■ **Written exercise**: Repeat the entries that follow verbatim, without any of their pictures.

::: Extracted information

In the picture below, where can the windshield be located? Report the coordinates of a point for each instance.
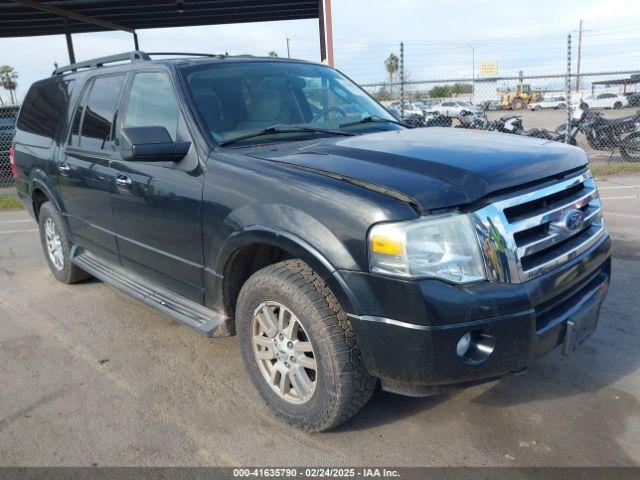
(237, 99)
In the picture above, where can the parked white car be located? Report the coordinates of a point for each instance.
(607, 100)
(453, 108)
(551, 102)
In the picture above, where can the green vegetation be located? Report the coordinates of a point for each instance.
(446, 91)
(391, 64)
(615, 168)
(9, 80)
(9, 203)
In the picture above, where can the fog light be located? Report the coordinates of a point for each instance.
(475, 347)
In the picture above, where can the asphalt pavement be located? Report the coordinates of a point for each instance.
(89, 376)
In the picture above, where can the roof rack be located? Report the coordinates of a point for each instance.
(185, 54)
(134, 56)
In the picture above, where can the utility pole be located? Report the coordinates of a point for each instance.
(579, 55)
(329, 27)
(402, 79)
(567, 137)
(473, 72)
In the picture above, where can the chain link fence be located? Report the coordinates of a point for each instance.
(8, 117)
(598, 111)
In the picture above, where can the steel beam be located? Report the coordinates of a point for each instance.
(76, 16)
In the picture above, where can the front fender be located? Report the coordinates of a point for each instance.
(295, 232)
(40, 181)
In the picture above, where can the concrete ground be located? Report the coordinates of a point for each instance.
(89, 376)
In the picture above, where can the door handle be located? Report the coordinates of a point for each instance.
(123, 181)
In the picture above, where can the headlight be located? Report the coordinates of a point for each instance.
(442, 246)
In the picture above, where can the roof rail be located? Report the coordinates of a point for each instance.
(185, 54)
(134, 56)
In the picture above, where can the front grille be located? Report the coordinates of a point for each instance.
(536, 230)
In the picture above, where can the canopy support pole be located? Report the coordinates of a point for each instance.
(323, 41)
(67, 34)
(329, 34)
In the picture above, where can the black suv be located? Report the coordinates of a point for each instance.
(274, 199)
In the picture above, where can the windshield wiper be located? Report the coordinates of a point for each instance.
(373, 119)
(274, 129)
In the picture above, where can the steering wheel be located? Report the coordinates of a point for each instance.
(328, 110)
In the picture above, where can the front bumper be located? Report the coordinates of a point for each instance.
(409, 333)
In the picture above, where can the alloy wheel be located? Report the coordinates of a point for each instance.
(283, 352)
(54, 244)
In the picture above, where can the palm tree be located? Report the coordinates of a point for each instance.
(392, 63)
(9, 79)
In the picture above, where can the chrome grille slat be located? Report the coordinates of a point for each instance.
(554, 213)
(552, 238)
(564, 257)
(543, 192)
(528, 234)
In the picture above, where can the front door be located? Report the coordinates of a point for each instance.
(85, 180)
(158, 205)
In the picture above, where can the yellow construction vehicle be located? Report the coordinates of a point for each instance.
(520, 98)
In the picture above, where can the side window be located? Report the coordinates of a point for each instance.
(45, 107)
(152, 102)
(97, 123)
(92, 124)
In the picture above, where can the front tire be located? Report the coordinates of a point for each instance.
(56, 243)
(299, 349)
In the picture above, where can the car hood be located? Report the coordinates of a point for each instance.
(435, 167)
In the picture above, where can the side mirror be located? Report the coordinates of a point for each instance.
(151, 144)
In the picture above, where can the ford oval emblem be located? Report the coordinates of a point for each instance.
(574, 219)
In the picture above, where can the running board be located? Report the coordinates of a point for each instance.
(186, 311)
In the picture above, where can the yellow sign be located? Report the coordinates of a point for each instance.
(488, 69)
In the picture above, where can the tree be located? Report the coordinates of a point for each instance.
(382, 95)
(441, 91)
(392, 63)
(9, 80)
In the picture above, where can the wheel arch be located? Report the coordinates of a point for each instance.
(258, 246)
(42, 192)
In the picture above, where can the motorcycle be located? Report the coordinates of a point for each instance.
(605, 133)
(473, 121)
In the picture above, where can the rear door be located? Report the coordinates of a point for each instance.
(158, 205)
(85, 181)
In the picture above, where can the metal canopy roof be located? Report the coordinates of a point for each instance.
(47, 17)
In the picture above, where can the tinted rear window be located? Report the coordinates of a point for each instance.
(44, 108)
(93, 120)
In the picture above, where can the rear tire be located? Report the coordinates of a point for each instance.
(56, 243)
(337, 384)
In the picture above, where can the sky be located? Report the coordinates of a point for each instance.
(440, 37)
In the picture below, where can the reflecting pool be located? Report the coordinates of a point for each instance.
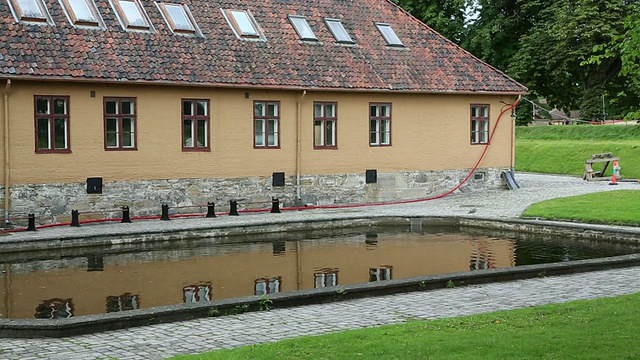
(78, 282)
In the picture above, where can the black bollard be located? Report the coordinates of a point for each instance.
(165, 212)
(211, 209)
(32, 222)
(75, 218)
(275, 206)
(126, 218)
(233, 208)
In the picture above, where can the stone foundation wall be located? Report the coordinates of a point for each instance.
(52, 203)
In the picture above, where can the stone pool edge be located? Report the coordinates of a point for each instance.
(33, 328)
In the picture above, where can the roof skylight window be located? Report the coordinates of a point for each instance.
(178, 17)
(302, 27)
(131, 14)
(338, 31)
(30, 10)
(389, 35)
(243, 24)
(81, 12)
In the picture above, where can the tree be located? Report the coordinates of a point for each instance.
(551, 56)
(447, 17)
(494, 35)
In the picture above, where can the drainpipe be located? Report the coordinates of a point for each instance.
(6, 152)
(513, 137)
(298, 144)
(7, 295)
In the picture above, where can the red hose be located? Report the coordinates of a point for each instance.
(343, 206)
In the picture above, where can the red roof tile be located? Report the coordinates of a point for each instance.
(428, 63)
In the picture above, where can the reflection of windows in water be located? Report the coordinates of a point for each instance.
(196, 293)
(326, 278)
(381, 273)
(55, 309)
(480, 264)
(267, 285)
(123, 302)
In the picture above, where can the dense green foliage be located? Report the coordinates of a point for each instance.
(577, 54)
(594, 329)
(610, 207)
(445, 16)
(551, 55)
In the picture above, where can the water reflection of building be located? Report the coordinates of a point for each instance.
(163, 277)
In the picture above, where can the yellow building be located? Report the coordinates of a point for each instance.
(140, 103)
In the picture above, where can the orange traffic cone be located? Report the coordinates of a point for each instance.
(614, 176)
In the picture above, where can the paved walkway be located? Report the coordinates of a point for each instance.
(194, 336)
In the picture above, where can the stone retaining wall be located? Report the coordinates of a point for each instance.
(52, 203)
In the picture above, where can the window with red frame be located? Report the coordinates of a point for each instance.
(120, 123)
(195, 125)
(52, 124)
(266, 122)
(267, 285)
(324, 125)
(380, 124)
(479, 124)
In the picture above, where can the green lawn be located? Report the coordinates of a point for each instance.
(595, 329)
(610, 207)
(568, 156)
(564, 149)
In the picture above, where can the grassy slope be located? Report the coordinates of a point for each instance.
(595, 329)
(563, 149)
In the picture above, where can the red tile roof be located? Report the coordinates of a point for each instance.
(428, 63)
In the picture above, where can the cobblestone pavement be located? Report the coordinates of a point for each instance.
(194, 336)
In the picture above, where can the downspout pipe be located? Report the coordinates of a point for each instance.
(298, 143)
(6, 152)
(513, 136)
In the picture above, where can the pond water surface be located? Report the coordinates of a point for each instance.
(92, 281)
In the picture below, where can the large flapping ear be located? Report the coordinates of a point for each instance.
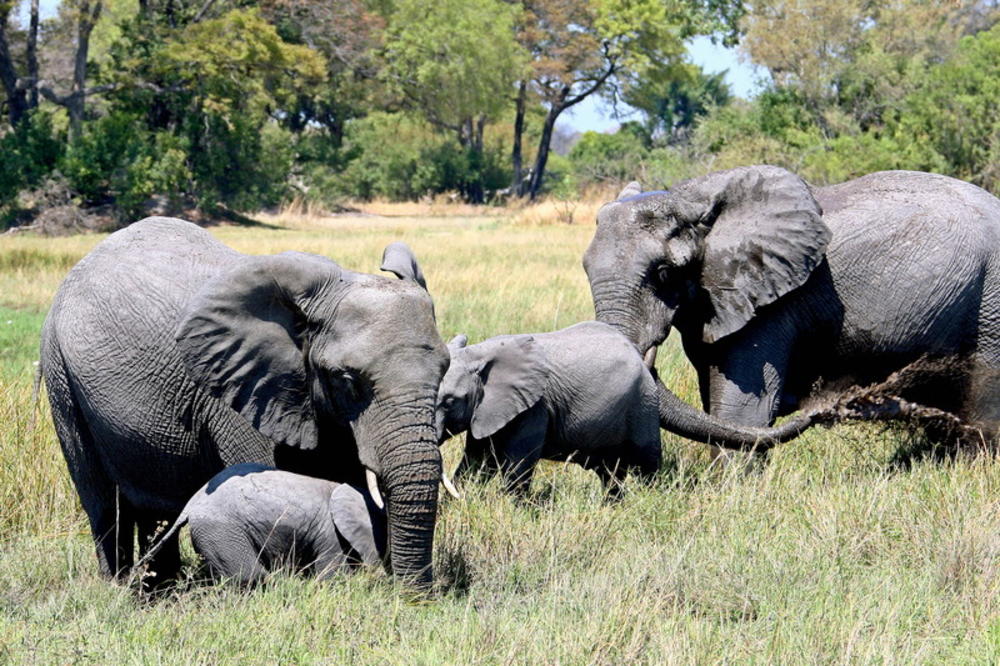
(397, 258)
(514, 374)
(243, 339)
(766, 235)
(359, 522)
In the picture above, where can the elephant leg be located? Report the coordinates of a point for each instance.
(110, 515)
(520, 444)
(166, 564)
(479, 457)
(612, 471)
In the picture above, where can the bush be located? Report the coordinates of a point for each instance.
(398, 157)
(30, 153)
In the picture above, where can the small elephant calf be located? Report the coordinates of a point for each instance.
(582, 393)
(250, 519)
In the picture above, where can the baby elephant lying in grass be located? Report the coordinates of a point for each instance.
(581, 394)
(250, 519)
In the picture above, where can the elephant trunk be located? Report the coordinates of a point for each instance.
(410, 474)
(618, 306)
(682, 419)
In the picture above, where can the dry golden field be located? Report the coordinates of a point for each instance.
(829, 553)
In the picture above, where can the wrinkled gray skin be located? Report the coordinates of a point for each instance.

::::::

■ **Task output**:
In the picture below, where can the windshield be located? Report the coordinates of a point for each instance.
(237, 99)
In the picture above, where can the parked white car be located? Report the coordinates of a point for each instance.
(607, 100)
(453, 108)
(551, 102)
In the picture above, where can the green vegetation be located? Report the coordinates of a point for each instance.
(446, 91)
(391, 64)
(615, 168)
(9, 80)
(9, 203)
In the picture above, where can the fog light be located? Report the coordinates of a point for each instance.
(475, 347)
In the picture above, where can the asphalt pavement be located? Report the coordinates of a point for each instance.
(89, 376)
In the picture above, where can the roof rack be located? Report the coordinates of a point for each instance.
(185, 54)
(134, 56)
In the picture above, where can the utility pole be located? Report the coordinates of a point for each instance.
(579, 55)
(329, 27)
(402, 79)
(567, 137)
(473, 72)
In the picture above, where can the chain link fence be located? Report the coordinates of a point for each instance.
(8, 117)
(598, 111)
In the picture above, where can the steel beam be located? Report the coordinates of a point for each instance.
(76, 16)
In the picture above, where can the front fender be located? Report the coordinates of a point for each instance.
(295, 232)
(40, 181)
In the picture above, where can the concrete ground be located? Report the coordinates of a point for each instance.
(89, 376)
In the picture above, where can the door handle be located? Report the coordinates of a point for each instance.
(123, 181)
In the picture above, where can the headlight be located? Report the coordinates of a point for each instance.
(442, 246)
In the picture above, where can the roof rail be located? Report the coordinates of a point for each instance.
(185, 54)
(134, 56)
In the picture above, where can the front grille be located? Report the coordinates of a point for each instance.
(536, 230)
In the picture above, where can the canopy support pole be located? Report the coordinates of a point for each instance.
(323, 41)
(67, 34)
(329, 34)
In the picture above, where can the black suv be located? Report the coordinates of a point for each instance.
(274, 199)
In the picture above, where can the windshield wiper be located? Report the coordinates of a point for each instance.
(373, 119)
(274, 129)
In the picture above, where can the steering wheel be located? Report the coordinates of a point for each instance.
(328, 110)
In the picture above, where can the front bumper be located? Report the coordinates of a point for each instance.
(409, 333)
In the picture above, where can the alloy wheel be located? Report the coordinates of a point for each instance.
(283, 352)
(54, 244)
In the picture above, where can the palm tree be located? Report the coordinates of a point for each instance.
(392, 63)
(9, 79)
In the picture above, where can the chrome grille slat be located? Report the coordinates of a point for each instance.
(554, 213)
(552, 238)
(564, 257)
(543, 192)
(528, 234)
In the picture above, where can the front door be located? Report the coordinates of a point for each instance.
(85, 180)
(158, 205)
In the picture above, where can the yellow construction vehicle be located? Report the coordinates of a point for each instance.
(520, 98)
In the picture above, where can the side window be located? Report the coordinates of a point for each instance.
(45, 107)
(152, 102)
(97, 123)
(92, 124)
In the picture above, where can the front tire be located? Report the coordinates of a point for each instance.
(56, 243)
(299, 349)
In the picture above, where can the car hood be located? Report the coordinates of a point for each instance.
(435, 167)
In the picture above, where can the side mirror be located? Report the coordinates of a point for each instance.
(151, 144)
In the picture above, where can the ford oval emblem be located? Report the coordinates of a point for each instance.
(574, 219)
In the picture above, where can the running board be located? Report the coordinates of a point for each instance.
(186, 311)
In the picture above, where can the yellow sign be located? Report the coordinates of a point for each instance.
(488, 69)
In the picture above, where can the tree be located? Report the coordinates of a point for each instance.
(382, 95)
(441, 91)
(392, 63)
(9, 80)
In the picture above, where can the wheel arch be located? Report the coordinates of a point for each instance.
(258, 246)
(42, 192)
In the picture above, where can the motorcycle be located? Report the coordinates of a point for each instance.
(605, 133)
(473, 121)
In the picture above, where can the rear door be located? Report the coordinates of a point for each instance.
(158, 205)
(85, 181)
In the picture above, where can the metal canopy roof be located? Report the coordinates of a point for each instance.
(47, 17)
In the picture above, where can the tinted rear window be located? Report the coordinates of a point for each instance.
(44, 108)
(93, 120)
In the picture above, where can the rear tire be located? Report the coordinates of a point for each instance.
(56, 243)
(337, 384)
In the picture above, where can the sky be located? Report the coordinates of a point for each instance.
(440, 37)
In the picture below, where can the reflecting pool be located? Report the coordinates of a point for each instance.
(78, 282)
In the picture above, where can the black bollard be located? Report the coordinates of a point for each instance.
(165, 212)
(211, 209)
(32, 222)
(75, 218)
(275, 206)
(126, 218)
(233, 208)
In the picture above, where can the stone foundation wall be located? Report the coordinates of a point for each instance.
(52, 203)
In the picture above, where can the stone pool edge be located? Report the coordinates of a point for each instance.
(33, 328)
In the picture above, where can the roof skylight window be located? Report the coordinates of a point for each instance.
(178, 17)
(302, 27)
(131, 14)
(338, 31)
(30, 10)
(389, 35)
(243, 24)
(81, 12)
In the picture above, where can the tree be located? Report the coordinates of a point for each instance.
(551, 56)
(447, 17)
(494, 35)
In the picture above, where can the drainpipe be located? Report the coordinates of a point for each instance.
(6, 152)
(513, 137)
(298, 144)
(7, 295)
In the picture above, where can the red hose be located? Report the coordinates of a point for each instance.
(343, 206)
In the picture above, where can the red roof tile be located? Report the coordinates of a point for each instance.
(428, 63)
In the picture above, where can the reflection of windows in water be located? Report the coordinates of a point for each instance.
(196, 293)
(326, 278)
(381, 273)
(55, 309)
(480, 264)
(267, 285)
(123, 302)
In the picture above, where can the dense green foliage be located? Report the coordinates of a point for each instance.
(577, 54)
(594, 329)
(610, 207)
(445, 16)
(551, 55)
In the picture above, where can the water reflection of building be located? Report the coordinates of a point for each instance.
(163, 277)
In the picture above, where can the yellow building be located? Report the coordinates of a point for each instance.
(140, 103)
In the picture above, where can the orange traffic cone be located? Report the coordinates of a point for each instance.
(614, 176)
In the picture above, where can the paved walkway be located? Report the coordinates of a point for each instance.
(194, 336)
In the picture above, where can the stone retaining wall be located? Report the coordinates of a point for each instance.
(52, 203)
In the picture above, where can the window with red frame be located? Report the coordinates of a point for each instance.
(120, 123)
(195, 125)
(52, 124)
(266, 122)
(267, 285)
(324, 125)
(380, 124)
(479, 124)
In the picture above, where can the green lawn be located? Report the coordinates of a point for each instance.
(595, 329)
(610, 207)
(568, 156)
(564, 149)
In the picture above, where can the grassy slope be located? Report the coordinates of a point for each instance.
(595, 329)
(563, 149)
In the picture above, where can the red tile roof be located? Report the coordinates of a point for each instance.
(428, 63)
In the picture above, where can the cobblestone pavement be located? Report the coordinates of a point for each instance.
(194, 336)
In the picture above, where can the downspout pipe be located? Report the coordinates of a point for each instance.
(298, 143)
(6, 152)
(513, 136)
In the picture above, where can the pond water surface be located? Report the coordinates of a point for each instance.
(92, 281)
In the picture below, where can the large flapping ear be located? Report the coordinates of a point for each instance.
(397, 258)
(514, 374)
(243, 339)
(766, 235)
(359, 522)
In the picture above, where can the elephant leg be located? Report the coordinates of a point for each instance.
(110, 515)
(520, 444)
(166, 564)
(479, 457)
(612, 471)
In the picture above, where can the bush be located? Report the coordinates of a point for each instance.
(398, 157)
(30, 153)
In the picture above, where can the small elephant calf be located? Report the coordinates of a point for each instance.
(582, 393)
(250, 519)
In the picture above, where can the baby elephant lying in grass be located? Report the coordinates of a point for each instance.
(581, 394)
(250, 519)
In the picture above, where can the elephant trunk be located? Report the coordinates of a point for each instance.
(410, 474)
(618, 306)
(682, 419)
In the picture above, where can the dry golden field be located? Report the coordinates of a point for each instance.
(829, 553)
In the picture above, where can the wrinkled gray skin be located? Report the coordinates of a point for each instance.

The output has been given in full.